* [Work to do]: Swap every "pin" in the entries below for "marker", and leave everything else unchanged.

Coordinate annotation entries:
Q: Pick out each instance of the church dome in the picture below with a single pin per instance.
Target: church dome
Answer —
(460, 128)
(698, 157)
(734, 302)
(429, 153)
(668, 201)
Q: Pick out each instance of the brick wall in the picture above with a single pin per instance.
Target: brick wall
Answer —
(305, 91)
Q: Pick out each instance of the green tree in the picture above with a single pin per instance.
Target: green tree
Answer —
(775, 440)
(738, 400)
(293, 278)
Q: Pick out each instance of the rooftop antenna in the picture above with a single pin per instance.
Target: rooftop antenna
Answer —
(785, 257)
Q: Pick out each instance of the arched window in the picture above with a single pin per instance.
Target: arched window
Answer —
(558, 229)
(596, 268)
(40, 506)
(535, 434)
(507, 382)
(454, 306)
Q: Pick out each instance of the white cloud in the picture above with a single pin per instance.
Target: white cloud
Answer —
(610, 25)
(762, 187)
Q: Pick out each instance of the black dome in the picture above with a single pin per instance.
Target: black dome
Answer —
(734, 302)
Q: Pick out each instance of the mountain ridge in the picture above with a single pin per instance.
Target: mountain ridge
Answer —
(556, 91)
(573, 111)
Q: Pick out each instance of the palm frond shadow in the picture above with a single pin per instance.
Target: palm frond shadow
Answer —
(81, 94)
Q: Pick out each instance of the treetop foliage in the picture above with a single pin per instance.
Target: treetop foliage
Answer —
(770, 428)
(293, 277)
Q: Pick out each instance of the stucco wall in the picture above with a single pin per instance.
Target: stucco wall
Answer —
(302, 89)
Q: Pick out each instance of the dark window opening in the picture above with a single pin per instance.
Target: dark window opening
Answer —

* [Exercise answer]:
Q: Pick out each instance of the church dome in the picture below with a single marker per instance.
Target: church dome
Answer —
(460, 128)
(698, 157)
(734, 302)
(429, 153)
(668, 201)
Q: Pick out each instance of the brick wall in the picture above with a single marker per instance.
Target: brick wall
Answer —
(305, 91)
Q: Pick out each instance of the green tree in the picture above with a single marker per instance.
Target: green tree
Answer —
(775, 440)
(738, 400)
(293, 278)
Q: Pick out each instance of the rooftop antenna in the picture above with a single marker per instance.
Target: rooftop antenna
Answer —
(785, 257)
Q: Pick out each instance of the arched window in the picture above with a single marker per instance.
Target: arched window
Answer —
(558, 229)
(596, 268)
(40, 506)
(535, 434)
(507, 382)
(454, 306)
Q: Pick out each instance of the white cloud in the picture above with a single marker per instance.
Target: white cloud
Answer —
(610, 25)
(762, 187)
Q: Pick out each instance of the black dome in the picture above with a single marker per instance.
Target: black dome
Answer —
(734, 302)
Q: Pick out each instance of the mountain ridge in the picture above with a single marker per instance.
Target: mountain ridge
Answer —
(556, 91)
(573, 111)
Q: Pick out each instance of the palm frond shadow in the picture above with a single marker per instance.
Target: palm frond shadow
Answer —
(81, 94)
Q: Pick out each instance of the treetop foliage in the picture above with a single marker per instance.
Target: treetop foliage
Answer —
(770, 428)
(293, 277)
Q: Pick out each instance of the stucco wall in the picture above with a single marker per instance.
Target: stucco wall
Answer —
(302, 89)
Q: Pick out each instance of the dark window opening in the picture above with a single marker per instance.
Target: dark window opening
Answer —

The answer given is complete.